Insurance Growth Analytics

Neighborhood-level marketing strategy for health insurance plans in NYC, using real Census data, deep learning, and statistical rigor to identify high-risk communities and project campaign ROI.

Built by Mark Anthony Anglin

What This Does

Pulls live ACS 5-Year Census data for all 55 NYC PUMAs (Public Use Microdata Areas), engineers features around health insurance coverage gaps, clusters neighborhoods by risk profile, and serves an interactive Flask dashboard with:

Risk scoring via a PyTorch neural network classifier (validated with Leave-One-Out CV)
Customer segmentation via K-Means on autoencoder-compressed latent space
Campaign ROI projections with bootstrap confidence intervals
Statistical validation at every step (Shapiro-Wilk, Spearman, Kruskal-Wallis)
AuADHD-friendly UI with progressive disclosure, large touch targets, and reduced motion support

Live Data Pipeline

Data is pulled at runtime from the U.S. Census Bureau ACS API (no static CSVs):

ACS Table	What It Provides
B27001	Health insurance coverage by age and sex
B17001	Poverty status (18-64)
B18101	Disability status by age and sex
B01003	Total population
B11001	Total households

The pipeline filters to NYC PUMAs (NAME contains NYC-), engineers 15+ features (uninsured rates by age band, poverty rate, disability rate), and assigns borough labels.

Technical Stack

Deep Learning (PyTorch)

Autoencoder for dimensionality reduction:

NeighborhoodAutoencoder(
    Encoder: Linear(7, 8) -> ReLU -> Linear(8, 3) -> ReLU
    Decoder: Linear(3, 8) -> ReLU -> Linear(8, 7)
)

Compresses 7 cluster features into a 3D latent space. K-Means runs on the encodings, not raw features, capturing nonlinear neighborhood patterns.

◆ **Exercise prompt**:
Return the passage of the insurance analytics project text from "Neighborhood-level marketing strategy" up to and including "with Leave-One-Out CV)", copied word for word. The records that follow have no connection to the text above.

◆ **Listed records**:

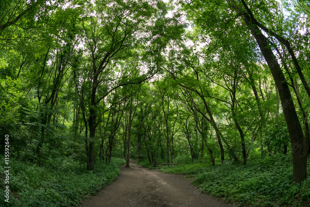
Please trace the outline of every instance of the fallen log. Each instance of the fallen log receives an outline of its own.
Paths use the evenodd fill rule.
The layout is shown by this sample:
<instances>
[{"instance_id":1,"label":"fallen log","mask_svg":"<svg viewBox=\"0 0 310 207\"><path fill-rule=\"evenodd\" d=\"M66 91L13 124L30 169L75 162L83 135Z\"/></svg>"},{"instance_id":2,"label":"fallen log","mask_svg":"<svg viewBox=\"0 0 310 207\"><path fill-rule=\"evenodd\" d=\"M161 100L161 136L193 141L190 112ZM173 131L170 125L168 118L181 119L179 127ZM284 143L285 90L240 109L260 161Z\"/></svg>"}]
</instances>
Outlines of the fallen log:
<instances>
[{"instance_id":1,"label":"fallen log","mask_svg":"<svg viewBox=\"0 0 310 207\"><path fill-rule=\"evenodd\" d=\"M182 165L180 164L173 164L174 165ZM168 163L164 163L163 164L159 164L156 166L157 167L158 166L160 166L161 165L168 165Z\"/></svg>"}]
</instances>

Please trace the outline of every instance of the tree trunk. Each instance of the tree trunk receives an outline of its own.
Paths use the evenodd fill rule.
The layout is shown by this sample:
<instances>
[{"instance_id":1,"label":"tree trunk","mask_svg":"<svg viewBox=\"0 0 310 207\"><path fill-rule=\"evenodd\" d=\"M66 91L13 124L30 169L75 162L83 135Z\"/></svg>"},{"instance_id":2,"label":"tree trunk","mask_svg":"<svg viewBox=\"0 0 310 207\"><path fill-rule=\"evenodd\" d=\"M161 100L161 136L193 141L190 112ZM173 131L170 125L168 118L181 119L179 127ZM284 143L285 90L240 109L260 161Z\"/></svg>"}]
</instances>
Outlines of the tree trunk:
<instances>
[{"instance_id":1,"label":"tree trunk","mask_svg":"<svg viewBox=\"0 0 310 207\"><path fill-rule=\"evenodd\" d=\"M238 10L235 6L235 7ZM247 15L243 15L243 20L258 44L278 89L292 146L293 181L300 183L306 179L307 176L307 150L290 92L277 57L270 49L267 38L258 27L253 24Z\"/></svg>"}]
</instances>

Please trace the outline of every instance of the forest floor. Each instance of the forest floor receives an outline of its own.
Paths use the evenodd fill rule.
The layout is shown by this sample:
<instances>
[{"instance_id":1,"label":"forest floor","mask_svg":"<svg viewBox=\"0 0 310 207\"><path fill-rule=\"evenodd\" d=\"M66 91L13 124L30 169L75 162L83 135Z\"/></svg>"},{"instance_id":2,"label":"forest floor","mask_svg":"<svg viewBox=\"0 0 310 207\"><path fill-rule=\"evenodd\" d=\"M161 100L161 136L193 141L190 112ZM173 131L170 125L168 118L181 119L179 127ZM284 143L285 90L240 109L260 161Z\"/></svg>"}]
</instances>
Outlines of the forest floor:
<instances>
[{"instance_id":1,"label":"forest floor","mask_svg":"<svg viewBox=\"0 0 310 207\"><path fill-rule=\"evenodd\" d=\"M135 164L131 159L130 168L121 166L118 179L89 200L82 207L193 206L229 207L233 206L200 193L184 176L166 174Z\"/></svg>"}]
</instances>

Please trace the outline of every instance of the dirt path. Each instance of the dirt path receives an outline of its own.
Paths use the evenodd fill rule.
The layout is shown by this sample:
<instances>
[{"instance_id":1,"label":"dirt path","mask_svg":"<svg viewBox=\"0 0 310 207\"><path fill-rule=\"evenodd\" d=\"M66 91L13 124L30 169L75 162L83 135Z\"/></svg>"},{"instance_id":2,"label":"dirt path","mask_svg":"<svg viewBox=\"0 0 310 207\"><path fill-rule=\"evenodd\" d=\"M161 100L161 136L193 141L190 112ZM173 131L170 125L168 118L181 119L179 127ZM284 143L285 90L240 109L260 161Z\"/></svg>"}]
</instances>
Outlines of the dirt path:
<instances>
[{"instance_id":1,"label":"dirt path","mask_svg":"<svg viewBox=\"0 0 310 207\"><path fill-rule=\"evenodd\" d=\"M89 200L82 207L194 206L229 207L233 206L201 194L184 176L149 170L131 159L131 169L121 166L118 179Z\"/></svg>"}]
</instances>

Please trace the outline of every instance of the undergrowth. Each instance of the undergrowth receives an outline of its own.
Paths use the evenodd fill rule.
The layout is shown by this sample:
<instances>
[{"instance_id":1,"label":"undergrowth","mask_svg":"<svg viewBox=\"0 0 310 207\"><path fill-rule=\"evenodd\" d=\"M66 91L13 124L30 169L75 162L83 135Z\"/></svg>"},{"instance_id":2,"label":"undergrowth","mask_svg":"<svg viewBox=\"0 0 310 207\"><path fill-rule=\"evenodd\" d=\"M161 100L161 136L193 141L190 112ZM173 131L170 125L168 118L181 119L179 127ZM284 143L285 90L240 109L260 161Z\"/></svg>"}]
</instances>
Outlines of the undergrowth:
<instances>
[{"instance_id":1,"label":"undergrowth","mask_svg":"<svg viewBox=\"0 0 310 207\"><path fill-rule=\"evenodd\" d=\"M309 160L308 163L309 163ZM202 192L240 205L310 206L310 168L308 178L293 182L291 155L248 161L246 165L227 162L215 166L195 163L167 167L165 173L191 175Z\"/></svg>"},{"instance_id":2,"label":"undergrowth","mask_svg":"<svg viewBox=\"0 0 310 207\"><path fill-rule=\"evenodd\" d=\"M4 163L0 157L1 163ZM111 163L96 162L95 169L65 158L39 167L11 159L9 169L9 202L4 202L4 171L0 165L0 206L52 207L77 206L117 179L124 160L112 158ZM6 169L6 170L7 169Z\"/></svg>"}]
</instances>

◆ **Exercise answer**:
Neighborhood-level marketing strategy for health insurance plans in NYC, using real Census data, deep learning, and statistical rigor to identify high-risk communities and project campaign ROI.

Built by Mark Anthony Anglin

What This Does

Pulls live ACS 5-Year Census data for all 55 NYC PUMAs (Public Use Microdata Areas), engineers features around health insurance coverage gaps, clusters neighborhoods by risk profile, and serves an interactive Flask dashboard with:

Risk scoring via a PyTorch neural network classifier (validated with Leave-One-Out CV)